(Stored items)
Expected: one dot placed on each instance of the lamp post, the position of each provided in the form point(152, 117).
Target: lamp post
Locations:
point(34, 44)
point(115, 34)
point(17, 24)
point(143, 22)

Exercise task
Put every line of the records above into a JSON list of strings, one string per line, leaving out blank lines.

Solution to the problem
[
  "Expected: one dot placed on each instance of the lamp post, the position of each provided in the form point(152, 117).",
  "Target: lamp post",
  "Locations:",
  "point(34, 44)",
  "point(115, 34)",
  "point(17, 24)",
  "point(143, 22)"
]